Segment Start: Exercise material
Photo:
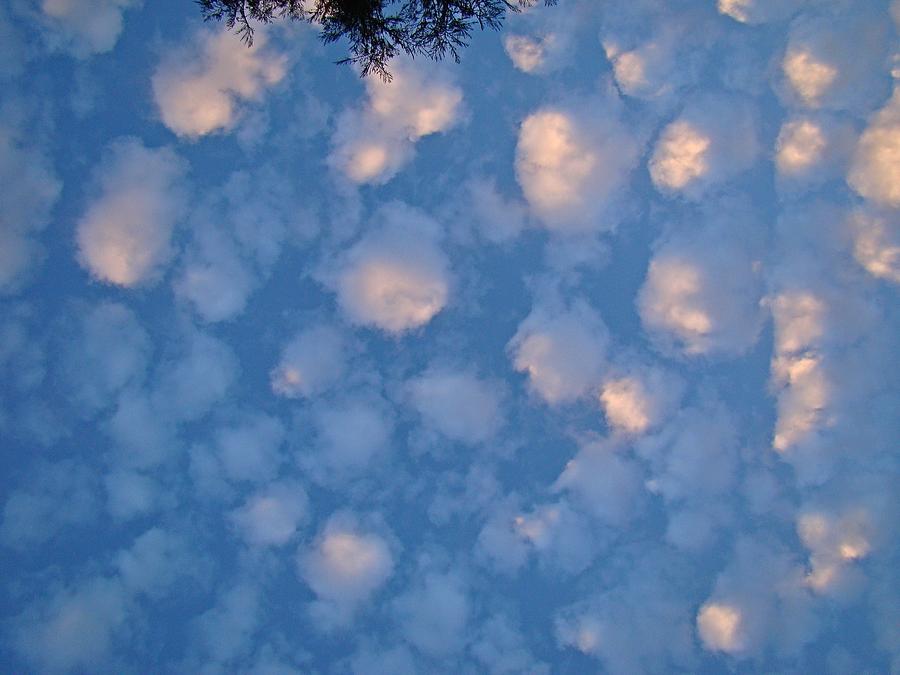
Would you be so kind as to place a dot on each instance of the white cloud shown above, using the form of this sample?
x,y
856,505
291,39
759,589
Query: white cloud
x,y
310,363
396,278
563,351
344,567
83,27
826,65
124,237
638,398
271,516
372,144
74,629
458,404
703,288
711,142
573,167
876,244
875,172
203,90
30,190
434,614
605,481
Segment End: Exercise material
*Exercise aim*: Output the line containing "Would you be" and each line after it through the close of the entries, unchanged and with no other lines.

*Solution below*:
Would you be so kind as to place a dot on each instance of the white cloud shown above, using the form of this sample?
x,y
856,505
291,39
759,589
Query: white cloud
x,y
310,363
396,278
563,351
344,567
83,27
826,65
124,237
638,398
271,516
372,144
74,629
458,404
703,288
711,142
573,167
876,244
875,172
203,90
30,190
434,614
605,481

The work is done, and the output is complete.